**Directives:**
A. Answer these questions from the blog excerpt:
(i) To what temperature is the oven preheated?
(ii) For how many minutes do the cookies bake?
(iii) What age does the writer give for the day after the Thursday, 10 November 2011 post?
B. Reproduce the blog excerpt word for word, starting at "Thursday, 10 November" and continuing up to and including "you ask?  VERY!!!".

Two friends left from mine on Sunday afternoon.  They were full of excitement, a newly broken wrist and more luggage than should realistically have a) been owned by two boys and b) fitted in the car. I (on the other hand) was just full of envy.  

I’m not quite sure how I mustered the willpower not to jump on the bonnet of the departing car with a melodramatic “taaaaake meeeee with youuu...” I’m assuming the birthday hangover must have had something to do with it.

The silver lining in my mid-November grot is the unbearably cute Fraser.  If I was in France for the next five months I’d miss out on a whole heap of quality Fraser-time! 

I can always run off to do more seasons once he’s grown out of the cute stage... although I could be waiting a while!  :o)
I made myself these little beauties last week in an attempt to bribe my workmates out of “zombie attacking” me on my birthday.  It's the usual office affair involving silently looming up behind the birthday victim in search of embarrassment...  Cookies were the perfect distraction!

Be warned, they don’t ever seem to become sickly – even after you eat an entire plateful...  

Brown the butter slowly over a medium heat.  It is sufficiently browned as soon as it starts to smell nutty and turns golden brown.  To prevent it from browning further and tasting burnt decant into a mixing bowl as soon as it’s ready.  Allow to cool for at least half an hour.
Preheat the oven to 175˚C.  Beat together the sugars, egg and yolk until light and creamy (most of the sugar should have dissolved).  Add the cooled butter, and beat for a further two minutes.

Sieve the dry ingredients in and mix until just incorporated.  Stir through the chocolate.

Roll large tablespoonfuls of the mixture into balls, space well apart on lined baking sheets and sprinkle with a small amount of Maldon salt.
Bake 12-14 minutes until the edges turn golden brown.  Rest the cookies for three minutes on the baking sheets then transfer to a wire rack to cool completely.
My birthday cookies were not quite as pretty as the photography from the originals (to be expected...) but aesthetics aside they made a darned good bribe! 

150g butter
150g dark chocolate, cut into large chunks
150g dark Muscovado sugar
50g white sugar
1 egg + 1 egg yolk
225g strong white flour
½ tsp bicarbonate of soda
½ tsp fine salt
Maldon sea salt for sprinkling over the top

Thursday, 10 November 2011

The wonder cake which can cure all ills...

Surprisingly, there are few things in this world which are capable of riling me.  I appear to have used up my lifetime's supply of rage during my teenage years when absolutely EVERYTHING made me angry - going to school, having to cope with the horror of talking to my family,  waking up in the morning... you name it - I rolled my eyes and muttered about it.

At the grand old age of 31 (as of tomorrow, happy birthday me!) I'm a lot calmer.  But I've recently found the one thing (other than hunger) which is capable of balling up my zen and lobbing it out of the window: the wretched bike shed at work. 

It’s the stuff of Dante’s most hellish nightmares - I swear!  How infuriating can an area for storing your bike get I hear you ask?  VERY!!!

**Records supplied:**
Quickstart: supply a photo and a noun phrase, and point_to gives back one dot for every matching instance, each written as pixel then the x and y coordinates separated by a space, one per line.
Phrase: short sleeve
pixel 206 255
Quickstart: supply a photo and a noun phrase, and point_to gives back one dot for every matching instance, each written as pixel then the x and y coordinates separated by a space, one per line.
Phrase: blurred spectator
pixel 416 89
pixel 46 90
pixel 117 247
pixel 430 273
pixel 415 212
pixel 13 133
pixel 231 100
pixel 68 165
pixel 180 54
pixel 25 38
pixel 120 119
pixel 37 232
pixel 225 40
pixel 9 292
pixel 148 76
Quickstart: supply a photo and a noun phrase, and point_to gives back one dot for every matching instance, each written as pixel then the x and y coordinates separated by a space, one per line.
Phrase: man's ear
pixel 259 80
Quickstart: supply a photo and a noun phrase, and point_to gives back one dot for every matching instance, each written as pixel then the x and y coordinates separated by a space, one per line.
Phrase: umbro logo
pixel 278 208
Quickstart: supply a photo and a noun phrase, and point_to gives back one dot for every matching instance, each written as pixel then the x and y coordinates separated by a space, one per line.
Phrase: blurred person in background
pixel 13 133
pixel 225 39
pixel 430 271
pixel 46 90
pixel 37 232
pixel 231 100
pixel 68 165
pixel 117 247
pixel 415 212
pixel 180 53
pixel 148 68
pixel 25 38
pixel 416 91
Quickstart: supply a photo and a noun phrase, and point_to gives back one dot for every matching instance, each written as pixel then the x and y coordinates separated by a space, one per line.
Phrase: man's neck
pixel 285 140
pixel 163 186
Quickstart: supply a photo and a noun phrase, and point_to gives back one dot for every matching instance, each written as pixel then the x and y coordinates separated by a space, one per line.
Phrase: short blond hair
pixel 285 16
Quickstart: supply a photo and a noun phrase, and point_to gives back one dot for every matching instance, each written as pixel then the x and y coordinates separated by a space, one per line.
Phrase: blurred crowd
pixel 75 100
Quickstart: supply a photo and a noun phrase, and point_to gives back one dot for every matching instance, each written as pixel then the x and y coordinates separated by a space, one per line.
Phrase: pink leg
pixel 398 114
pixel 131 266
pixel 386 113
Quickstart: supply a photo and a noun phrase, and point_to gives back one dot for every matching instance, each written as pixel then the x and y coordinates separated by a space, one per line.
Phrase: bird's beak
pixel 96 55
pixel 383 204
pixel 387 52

---

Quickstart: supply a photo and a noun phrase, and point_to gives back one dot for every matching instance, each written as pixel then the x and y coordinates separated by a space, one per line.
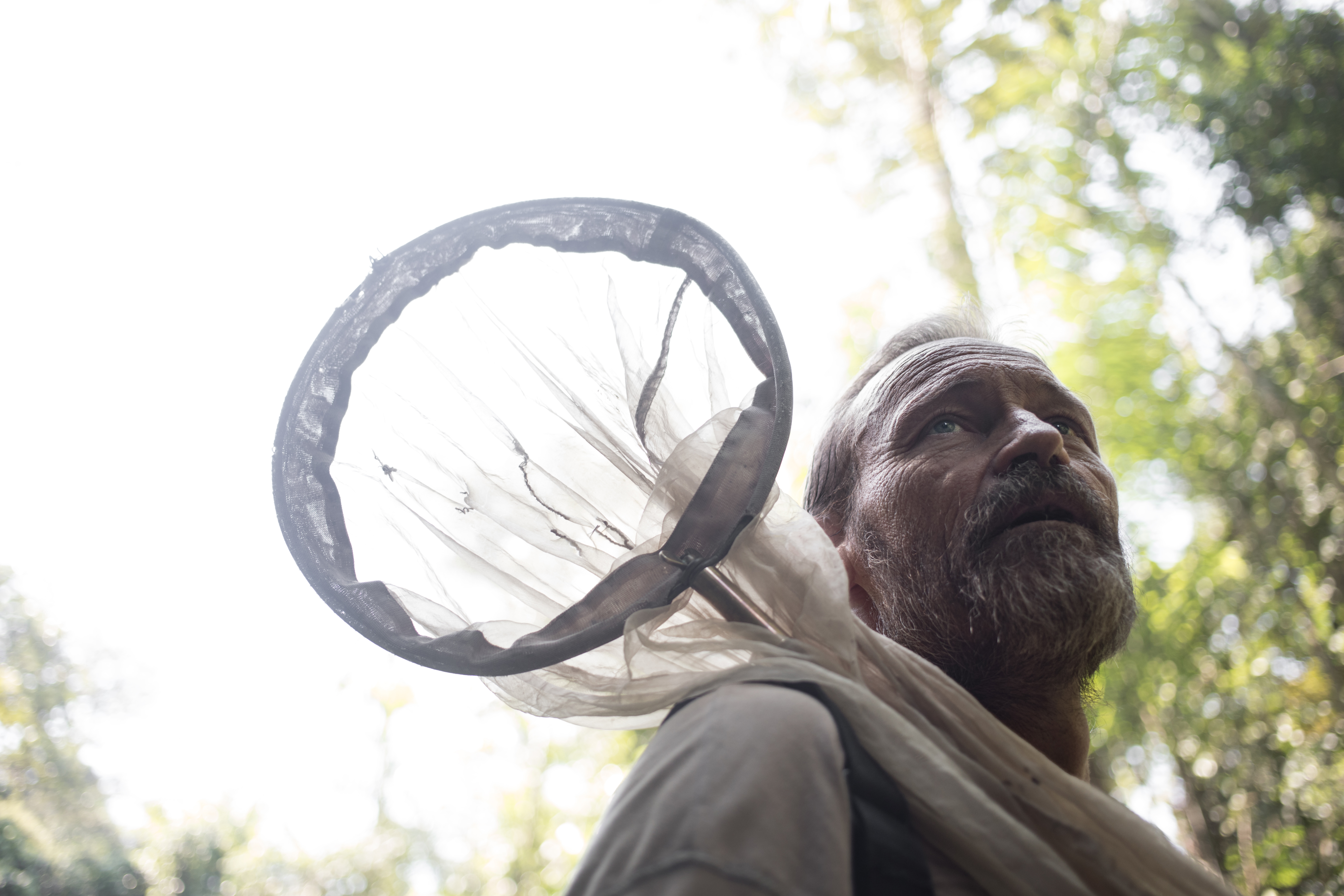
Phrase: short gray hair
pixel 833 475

* * *

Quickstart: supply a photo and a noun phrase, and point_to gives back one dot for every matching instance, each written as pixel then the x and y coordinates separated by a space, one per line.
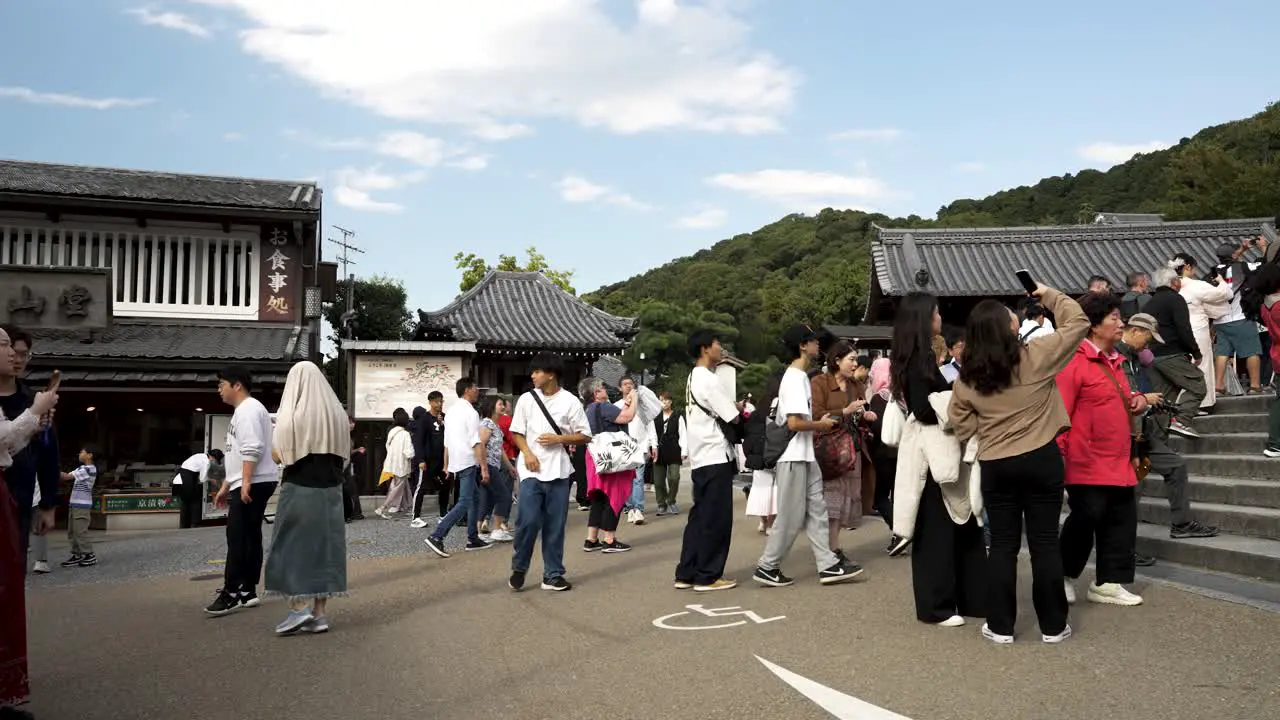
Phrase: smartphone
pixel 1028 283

**The results:**
A.
(i) 175˚C
(ii) 12-14 minutes
(iii) 31

B.
Thursday, 10 November 2011

The wonder cake which can cure all ills...

Surprisingly, there are few things in this world which are capable of riling me.  I appear to have used up my lifetime's supply of rage during my teenage years when absolutely EVERYTHING made me angry - going to school, having to cope with the horror of talking to my family,  waking up in the morning... you name it - I rolled my eyes and muttered about it.

At the grand old age of 31 (as of tomorrow, happy birthday me!) I'm a lot calmer.  But I've recently found the one thing (other than hunger) which is capable of balling up my zen and lobbing it out of the window: the wretched bike shed at work. 

It’s the stuff of Dante’s most hellish nightmares - I swear!  How infuriating can an area for storing your bike get I hear you ask?  VERY!!!